STUDY QUESTIONS
A: In the passage below about ASA Group's pilots, translate this sentence into Spanish: "Finally, zero distance dynamics will be introduced in one of ASA Group's most relevant plants."
B: Output word for word the part of the ASA Group pilots passage below that begins at the words "3 more pilots" and stops after "a VAM contract.".

EXERCISE PASSAGE

%%

3 more pilots are also now being created in the following areas:

  • ASA Group acquired one of its competitors (Ceredi), and it is transforming into a new ME focused on extreme customer experience and service personalization, low churn, and agile R&D to be gradually exported to the rest of the group. Ceredi's former owners and managers have become ME owners and are involved in the design of new organizational dynamics that can be replicated in future M&A activities.
  • Piattino is another product development and commercialization ME connected to the design, launch, and commercialization of a sustainable, reusable, durable, convenient tin plate for consumers. A former employee and his team have been trained and helped build their ME by signing a VAM contract.
  • Finally, zero distance dynamics will be introduced in one of ASA Group's most relevant plants. In addition to cooperating with other MEs and EMCs, its blue collars and managers will explore self-management and customer-centricity applied to traditional procurement, planning, and manufacturing processes intending to replicate their lessons learned to all the other plants.

%%

SUPPLIED INFORMATION
%%

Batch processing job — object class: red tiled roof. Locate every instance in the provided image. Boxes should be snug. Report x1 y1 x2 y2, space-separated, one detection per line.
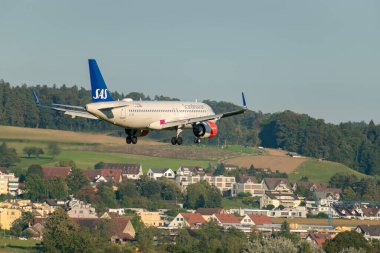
309 233 331 246
195 208 224 215
83 169 122 184
215 214 240 223
42 167 71 180
0 167 9 174
181 213 206 226
248 214 273 225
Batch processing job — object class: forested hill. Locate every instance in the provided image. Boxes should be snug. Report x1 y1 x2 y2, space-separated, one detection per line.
0 80 380 175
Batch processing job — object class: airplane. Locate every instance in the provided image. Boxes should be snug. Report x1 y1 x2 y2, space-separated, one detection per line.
33 59 248 145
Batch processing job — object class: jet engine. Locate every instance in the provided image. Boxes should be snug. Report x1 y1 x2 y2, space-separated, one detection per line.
193 121 218 138
136 130 149 137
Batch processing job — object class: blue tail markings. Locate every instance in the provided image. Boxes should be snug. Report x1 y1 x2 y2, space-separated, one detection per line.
88 59 114 103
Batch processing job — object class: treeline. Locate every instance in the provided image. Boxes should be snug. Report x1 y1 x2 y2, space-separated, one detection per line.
0 80 380 175
259 111 380 175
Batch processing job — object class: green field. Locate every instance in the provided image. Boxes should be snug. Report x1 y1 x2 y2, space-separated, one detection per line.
289 159 366 183
9 149 215 173
0 237 40 252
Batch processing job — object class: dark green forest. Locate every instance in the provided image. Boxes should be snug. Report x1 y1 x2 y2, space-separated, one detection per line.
0 80 380 175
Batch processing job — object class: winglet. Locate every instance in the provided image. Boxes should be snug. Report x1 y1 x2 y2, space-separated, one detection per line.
32 89 41 106
241 92 247 109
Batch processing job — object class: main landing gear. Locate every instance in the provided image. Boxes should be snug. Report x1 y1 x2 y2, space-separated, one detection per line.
171 128 183 145
125 129 137 144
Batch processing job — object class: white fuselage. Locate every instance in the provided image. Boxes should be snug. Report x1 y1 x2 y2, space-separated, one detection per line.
86 99 215 130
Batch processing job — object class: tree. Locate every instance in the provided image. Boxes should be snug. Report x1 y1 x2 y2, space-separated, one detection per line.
10 212 33 237
0 142 20 167
323 231 375 253
43 208 78 252
184 181 222 209
26 164 43 178
67 168 90 194
242 237 297 253
48 142 61 157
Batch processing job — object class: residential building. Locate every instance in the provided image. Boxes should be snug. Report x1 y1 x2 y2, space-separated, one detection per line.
240 214 273 227
357 207 380 220
137 210 165 227
232 175 265 197
176 166 205 176
211 214 241 229
67 200 98 219
195 208 227 221
42 167 72 180
147 168 175 179
224 164 239 171
168 213 206 229
267 206 308 218
0 207 22 230
306 233 332 247
71 217 136 243
263 178 293 194
260 192 301 208
102 163 143 180
83 169 122 185
0 167 19 196
355 225 380 240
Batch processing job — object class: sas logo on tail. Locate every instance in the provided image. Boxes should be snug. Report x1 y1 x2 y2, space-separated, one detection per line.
92 89 108 99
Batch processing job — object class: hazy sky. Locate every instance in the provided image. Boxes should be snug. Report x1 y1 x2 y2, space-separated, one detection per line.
0 0 380 123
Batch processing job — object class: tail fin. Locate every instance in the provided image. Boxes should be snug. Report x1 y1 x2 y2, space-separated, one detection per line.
88 59 114 103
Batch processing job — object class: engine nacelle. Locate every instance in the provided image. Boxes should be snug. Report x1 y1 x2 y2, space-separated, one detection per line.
193 121 218 138
136 130 149 137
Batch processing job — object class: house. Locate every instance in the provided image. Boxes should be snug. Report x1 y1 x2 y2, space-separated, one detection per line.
263 178 293 194
0 207 22 230
83 169 122 185
195 208 227 221
168 213 206 229
314 188 342 206
176 166 205 176
137 210 165 227
71 217 136 243
0 167 19 196
148 168 175 179
260 192 301 208
355 225 380 240
67 200 98 219
224 164 239 171
211 214 240 229
203 174 235 195
358 207 380 220
306 233 332 247
42 167 72 180
25 223 45 240
267 206 308 218
102 163 143 180
231 175 265 197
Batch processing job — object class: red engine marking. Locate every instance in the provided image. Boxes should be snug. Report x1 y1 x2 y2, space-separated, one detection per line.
207 121 218 138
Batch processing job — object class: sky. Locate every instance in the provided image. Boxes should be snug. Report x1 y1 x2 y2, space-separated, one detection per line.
0 0 380 123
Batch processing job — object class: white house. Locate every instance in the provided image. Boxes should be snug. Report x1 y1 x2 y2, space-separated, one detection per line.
148 168 175 179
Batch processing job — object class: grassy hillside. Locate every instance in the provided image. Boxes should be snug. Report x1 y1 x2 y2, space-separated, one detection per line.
289 159 366 183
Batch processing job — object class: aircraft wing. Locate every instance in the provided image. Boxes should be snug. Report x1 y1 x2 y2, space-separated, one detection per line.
33 90 98 119
157 93 248 129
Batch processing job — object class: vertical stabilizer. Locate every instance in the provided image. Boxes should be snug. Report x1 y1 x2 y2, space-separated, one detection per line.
88 59 114 102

%%

RESULTS FOR EACH TASK
A: Por último, las dinámicas de distancia cero se introducirán en una de las plantas más relevantes de ASA Group.

B:
3 more pilots are also now being created in the following areas:

  • ASA Group acquired one of its competitors (Ceredi), and it is transforming into a new ME focused on extreme customer experience and service personalization, low churn, and agile R&D to be gradually exported to the rest of the group. Ceredi's former owners and managers have become ME owners and are involved in the design of new organizational dynamics that can be replicated in future M&A activities.
  • Piattino is another product development and commercialization ME connected to the design, launch, and commercialization of a sustainable, reusable, durable, convenient tin plate for consumers. A former employee and his team have been trained and helped build their ME by signing a VAM contract.